## Task description
Repeat only the stretch of lines below that runs from the line with "the form [239,255]." through the line with "the form [712,383].", unaltered.

----------------

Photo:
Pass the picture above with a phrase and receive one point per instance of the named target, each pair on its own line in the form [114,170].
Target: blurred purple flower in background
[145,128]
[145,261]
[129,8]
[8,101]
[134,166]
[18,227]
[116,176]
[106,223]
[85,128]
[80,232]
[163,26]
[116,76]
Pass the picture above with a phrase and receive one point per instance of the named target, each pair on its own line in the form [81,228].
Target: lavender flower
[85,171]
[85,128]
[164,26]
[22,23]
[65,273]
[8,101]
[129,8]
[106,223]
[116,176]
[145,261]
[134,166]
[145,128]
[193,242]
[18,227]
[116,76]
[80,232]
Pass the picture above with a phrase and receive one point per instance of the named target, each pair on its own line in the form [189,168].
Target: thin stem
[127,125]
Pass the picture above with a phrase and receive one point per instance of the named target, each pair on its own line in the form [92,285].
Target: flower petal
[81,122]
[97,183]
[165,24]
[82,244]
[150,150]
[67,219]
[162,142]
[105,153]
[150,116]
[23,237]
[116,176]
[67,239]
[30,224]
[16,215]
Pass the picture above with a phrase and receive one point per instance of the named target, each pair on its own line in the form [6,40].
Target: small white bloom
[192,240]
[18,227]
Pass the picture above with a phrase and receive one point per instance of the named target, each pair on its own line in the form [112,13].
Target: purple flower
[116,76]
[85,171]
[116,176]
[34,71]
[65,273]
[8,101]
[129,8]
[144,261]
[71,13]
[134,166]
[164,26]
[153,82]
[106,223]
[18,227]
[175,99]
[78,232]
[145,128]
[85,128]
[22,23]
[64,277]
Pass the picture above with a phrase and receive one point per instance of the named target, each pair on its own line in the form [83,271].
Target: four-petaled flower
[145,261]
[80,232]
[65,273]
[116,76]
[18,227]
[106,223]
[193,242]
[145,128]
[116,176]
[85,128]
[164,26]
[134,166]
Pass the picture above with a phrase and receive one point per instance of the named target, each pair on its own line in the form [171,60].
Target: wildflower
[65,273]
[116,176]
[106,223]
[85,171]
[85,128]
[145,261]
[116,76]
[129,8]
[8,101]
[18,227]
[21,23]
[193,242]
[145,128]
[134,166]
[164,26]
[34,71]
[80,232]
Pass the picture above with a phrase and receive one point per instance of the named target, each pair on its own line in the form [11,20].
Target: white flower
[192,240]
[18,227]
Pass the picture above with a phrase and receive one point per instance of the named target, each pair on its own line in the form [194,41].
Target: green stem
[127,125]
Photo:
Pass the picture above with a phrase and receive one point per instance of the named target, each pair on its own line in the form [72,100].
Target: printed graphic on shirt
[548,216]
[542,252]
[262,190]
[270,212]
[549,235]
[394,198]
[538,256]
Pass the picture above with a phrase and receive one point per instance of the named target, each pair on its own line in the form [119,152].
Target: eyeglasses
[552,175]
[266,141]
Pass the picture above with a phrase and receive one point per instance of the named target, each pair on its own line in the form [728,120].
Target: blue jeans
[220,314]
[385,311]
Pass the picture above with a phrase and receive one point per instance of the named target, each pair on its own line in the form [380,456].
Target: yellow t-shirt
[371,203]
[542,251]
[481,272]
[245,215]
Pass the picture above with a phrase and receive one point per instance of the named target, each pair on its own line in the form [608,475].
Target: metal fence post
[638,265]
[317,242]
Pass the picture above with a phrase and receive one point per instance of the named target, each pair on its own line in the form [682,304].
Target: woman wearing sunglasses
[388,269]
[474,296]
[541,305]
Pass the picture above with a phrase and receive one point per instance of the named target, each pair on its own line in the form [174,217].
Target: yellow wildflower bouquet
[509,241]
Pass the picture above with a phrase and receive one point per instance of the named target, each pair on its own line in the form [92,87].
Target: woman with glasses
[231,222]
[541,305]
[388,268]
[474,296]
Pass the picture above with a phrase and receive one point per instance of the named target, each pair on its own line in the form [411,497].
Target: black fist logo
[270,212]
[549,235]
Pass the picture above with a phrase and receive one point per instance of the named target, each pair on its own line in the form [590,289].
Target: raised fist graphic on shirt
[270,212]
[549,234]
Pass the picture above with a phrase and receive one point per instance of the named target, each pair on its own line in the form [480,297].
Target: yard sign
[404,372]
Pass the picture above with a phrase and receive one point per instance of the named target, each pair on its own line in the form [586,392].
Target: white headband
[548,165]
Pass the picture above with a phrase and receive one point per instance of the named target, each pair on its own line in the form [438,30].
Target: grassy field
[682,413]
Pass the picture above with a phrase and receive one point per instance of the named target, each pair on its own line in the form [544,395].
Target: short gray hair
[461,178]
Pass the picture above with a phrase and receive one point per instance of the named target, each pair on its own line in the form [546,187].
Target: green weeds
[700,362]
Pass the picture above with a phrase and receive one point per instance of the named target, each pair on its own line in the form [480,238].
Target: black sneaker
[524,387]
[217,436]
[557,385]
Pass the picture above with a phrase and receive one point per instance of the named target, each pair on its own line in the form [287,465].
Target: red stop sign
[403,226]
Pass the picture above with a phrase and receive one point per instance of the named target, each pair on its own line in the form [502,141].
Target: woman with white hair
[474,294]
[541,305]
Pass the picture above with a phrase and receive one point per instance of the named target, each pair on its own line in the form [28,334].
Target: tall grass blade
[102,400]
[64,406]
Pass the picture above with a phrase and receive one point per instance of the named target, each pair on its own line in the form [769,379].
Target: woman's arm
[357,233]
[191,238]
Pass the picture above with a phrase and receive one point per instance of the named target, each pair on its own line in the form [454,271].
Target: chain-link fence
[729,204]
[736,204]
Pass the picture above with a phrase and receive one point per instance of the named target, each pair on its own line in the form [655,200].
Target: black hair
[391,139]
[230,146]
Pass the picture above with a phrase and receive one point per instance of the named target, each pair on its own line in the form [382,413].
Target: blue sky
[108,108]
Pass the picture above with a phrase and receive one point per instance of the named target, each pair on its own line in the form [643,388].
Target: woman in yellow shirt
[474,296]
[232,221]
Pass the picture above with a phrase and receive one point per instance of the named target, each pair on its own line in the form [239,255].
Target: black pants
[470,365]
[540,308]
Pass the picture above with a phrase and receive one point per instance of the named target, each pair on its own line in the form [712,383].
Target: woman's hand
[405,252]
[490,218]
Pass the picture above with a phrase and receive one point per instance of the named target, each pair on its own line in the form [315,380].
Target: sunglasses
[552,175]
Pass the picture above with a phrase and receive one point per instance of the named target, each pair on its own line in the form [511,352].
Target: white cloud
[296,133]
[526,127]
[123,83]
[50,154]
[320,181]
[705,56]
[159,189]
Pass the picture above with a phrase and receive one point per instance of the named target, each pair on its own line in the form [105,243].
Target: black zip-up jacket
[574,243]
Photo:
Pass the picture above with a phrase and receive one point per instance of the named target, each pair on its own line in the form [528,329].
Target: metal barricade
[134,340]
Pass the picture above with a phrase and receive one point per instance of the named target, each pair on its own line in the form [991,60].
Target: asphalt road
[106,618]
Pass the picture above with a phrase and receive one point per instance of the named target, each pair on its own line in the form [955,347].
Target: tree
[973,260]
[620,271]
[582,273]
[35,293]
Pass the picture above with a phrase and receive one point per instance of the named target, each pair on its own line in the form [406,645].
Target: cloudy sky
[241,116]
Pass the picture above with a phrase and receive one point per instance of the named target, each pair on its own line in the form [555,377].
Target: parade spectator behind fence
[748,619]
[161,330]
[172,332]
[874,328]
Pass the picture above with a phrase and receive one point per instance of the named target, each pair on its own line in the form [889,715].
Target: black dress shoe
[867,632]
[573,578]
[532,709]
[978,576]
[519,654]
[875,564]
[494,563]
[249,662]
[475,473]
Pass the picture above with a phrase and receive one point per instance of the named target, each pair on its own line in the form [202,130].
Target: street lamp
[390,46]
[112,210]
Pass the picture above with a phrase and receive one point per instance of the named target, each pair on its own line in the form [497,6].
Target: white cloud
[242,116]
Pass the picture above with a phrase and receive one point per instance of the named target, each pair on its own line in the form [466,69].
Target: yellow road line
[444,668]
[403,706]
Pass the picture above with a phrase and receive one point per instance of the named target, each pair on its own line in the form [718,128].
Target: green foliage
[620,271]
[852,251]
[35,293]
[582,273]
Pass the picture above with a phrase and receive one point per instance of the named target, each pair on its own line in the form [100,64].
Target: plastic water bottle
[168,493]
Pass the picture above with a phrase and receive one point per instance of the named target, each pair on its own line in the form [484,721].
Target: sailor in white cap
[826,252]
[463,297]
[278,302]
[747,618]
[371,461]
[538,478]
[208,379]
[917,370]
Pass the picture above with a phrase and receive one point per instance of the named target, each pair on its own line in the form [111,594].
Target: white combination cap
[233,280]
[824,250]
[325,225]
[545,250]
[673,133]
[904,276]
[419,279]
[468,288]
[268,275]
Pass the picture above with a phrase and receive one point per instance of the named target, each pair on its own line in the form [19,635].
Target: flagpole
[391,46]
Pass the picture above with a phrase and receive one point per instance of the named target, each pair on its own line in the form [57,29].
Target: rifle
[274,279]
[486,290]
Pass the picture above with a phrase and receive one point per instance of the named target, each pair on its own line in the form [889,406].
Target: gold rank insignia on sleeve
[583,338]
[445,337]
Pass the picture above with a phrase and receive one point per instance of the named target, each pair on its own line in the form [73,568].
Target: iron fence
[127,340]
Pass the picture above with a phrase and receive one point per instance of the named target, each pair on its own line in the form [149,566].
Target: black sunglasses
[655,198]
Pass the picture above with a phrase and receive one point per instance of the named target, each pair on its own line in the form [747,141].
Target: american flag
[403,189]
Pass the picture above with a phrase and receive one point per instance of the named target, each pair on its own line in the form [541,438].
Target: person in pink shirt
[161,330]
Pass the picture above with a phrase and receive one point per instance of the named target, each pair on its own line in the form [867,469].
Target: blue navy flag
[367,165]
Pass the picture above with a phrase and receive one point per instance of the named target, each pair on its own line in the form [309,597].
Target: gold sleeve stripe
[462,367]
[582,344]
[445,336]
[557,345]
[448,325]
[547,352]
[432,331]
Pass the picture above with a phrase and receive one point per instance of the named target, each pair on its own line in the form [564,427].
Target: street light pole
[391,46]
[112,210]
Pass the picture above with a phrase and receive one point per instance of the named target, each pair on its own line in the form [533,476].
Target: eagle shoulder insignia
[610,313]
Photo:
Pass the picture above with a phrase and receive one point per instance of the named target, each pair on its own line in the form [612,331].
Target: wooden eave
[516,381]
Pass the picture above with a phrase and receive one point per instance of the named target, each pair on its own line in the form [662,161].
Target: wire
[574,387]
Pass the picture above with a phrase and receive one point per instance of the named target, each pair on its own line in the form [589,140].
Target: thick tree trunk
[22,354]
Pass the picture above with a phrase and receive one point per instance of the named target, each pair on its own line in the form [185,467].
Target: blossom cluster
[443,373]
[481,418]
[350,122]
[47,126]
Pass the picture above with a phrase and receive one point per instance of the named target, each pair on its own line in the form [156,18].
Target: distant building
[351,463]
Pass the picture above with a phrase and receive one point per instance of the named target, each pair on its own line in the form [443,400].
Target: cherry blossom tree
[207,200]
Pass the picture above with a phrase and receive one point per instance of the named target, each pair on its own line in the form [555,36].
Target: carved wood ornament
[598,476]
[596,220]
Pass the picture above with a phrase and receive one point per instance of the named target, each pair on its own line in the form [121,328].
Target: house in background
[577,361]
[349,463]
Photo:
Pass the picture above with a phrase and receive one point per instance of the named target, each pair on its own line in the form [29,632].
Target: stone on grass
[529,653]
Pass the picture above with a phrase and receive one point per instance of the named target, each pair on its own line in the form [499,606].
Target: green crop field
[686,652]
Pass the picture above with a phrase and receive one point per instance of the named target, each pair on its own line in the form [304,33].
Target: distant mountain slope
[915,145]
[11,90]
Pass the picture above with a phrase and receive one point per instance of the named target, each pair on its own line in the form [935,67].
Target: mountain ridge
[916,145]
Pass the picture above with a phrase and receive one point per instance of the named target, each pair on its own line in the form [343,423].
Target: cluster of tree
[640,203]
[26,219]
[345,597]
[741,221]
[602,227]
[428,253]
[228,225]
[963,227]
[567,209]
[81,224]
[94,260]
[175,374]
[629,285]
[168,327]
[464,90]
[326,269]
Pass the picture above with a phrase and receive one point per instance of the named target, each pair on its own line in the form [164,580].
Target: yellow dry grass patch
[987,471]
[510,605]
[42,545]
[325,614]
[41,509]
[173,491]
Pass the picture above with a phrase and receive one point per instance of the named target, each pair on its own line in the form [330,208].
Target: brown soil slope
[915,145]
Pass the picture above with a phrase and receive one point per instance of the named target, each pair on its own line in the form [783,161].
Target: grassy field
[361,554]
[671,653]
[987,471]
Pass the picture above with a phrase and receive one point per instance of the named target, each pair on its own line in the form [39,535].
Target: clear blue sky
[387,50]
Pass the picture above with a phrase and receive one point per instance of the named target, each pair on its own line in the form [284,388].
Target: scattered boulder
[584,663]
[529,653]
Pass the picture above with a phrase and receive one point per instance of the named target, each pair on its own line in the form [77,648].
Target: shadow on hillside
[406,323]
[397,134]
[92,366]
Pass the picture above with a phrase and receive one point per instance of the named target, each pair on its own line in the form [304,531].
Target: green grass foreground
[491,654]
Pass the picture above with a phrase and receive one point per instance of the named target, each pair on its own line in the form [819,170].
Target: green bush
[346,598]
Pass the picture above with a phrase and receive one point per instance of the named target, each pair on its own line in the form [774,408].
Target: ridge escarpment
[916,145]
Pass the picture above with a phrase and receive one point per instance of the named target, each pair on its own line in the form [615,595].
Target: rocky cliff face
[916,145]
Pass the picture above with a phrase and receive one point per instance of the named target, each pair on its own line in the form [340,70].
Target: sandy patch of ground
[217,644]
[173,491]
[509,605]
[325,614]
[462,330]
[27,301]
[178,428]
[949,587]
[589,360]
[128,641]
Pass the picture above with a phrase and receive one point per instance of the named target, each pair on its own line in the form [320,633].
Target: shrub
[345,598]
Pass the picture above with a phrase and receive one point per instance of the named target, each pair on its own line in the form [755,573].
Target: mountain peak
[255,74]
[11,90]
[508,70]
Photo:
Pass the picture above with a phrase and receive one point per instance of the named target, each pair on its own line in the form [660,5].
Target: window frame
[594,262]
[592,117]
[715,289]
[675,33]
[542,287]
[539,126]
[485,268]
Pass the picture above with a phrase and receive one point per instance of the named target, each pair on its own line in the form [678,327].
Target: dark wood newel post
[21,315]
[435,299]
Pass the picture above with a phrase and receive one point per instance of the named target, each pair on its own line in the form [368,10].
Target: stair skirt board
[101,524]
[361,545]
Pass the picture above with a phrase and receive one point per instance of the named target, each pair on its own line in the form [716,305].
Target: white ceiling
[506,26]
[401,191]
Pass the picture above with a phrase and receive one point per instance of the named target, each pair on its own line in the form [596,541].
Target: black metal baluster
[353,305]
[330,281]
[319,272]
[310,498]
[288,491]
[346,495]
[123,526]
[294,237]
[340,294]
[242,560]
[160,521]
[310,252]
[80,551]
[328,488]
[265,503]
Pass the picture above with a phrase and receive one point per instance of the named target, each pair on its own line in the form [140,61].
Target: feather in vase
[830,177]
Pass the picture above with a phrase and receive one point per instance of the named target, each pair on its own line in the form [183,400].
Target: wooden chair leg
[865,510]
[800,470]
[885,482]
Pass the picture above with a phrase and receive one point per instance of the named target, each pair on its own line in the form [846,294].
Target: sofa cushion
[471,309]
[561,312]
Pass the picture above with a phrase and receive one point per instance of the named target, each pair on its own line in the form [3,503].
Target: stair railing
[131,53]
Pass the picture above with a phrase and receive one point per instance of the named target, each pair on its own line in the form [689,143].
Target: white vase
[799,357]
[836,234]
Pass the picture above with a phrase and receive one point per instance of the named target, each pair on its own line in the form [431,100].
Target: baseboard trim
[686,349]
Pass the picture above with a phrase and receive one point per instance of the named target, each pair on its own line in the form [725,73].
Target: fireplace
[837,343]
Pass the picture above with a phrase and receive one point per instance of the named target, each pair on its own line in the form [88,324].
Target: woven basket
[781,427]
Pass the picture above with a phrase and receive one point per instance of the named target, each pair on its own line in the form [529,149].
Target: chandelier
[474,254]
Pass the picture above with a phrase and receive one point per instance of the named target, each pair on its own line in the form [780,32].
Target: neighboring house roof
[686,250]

----------------

## Your solution
Pass the picture above with a phrase and receive one point per instance of the named target, each pair on its own line in the form [239,255].
Target: black pants
[470,365]
[540,308]
Pass the picture above with a phrase and receive one point per instance of the named target, each pair on its own line in the form [712,383].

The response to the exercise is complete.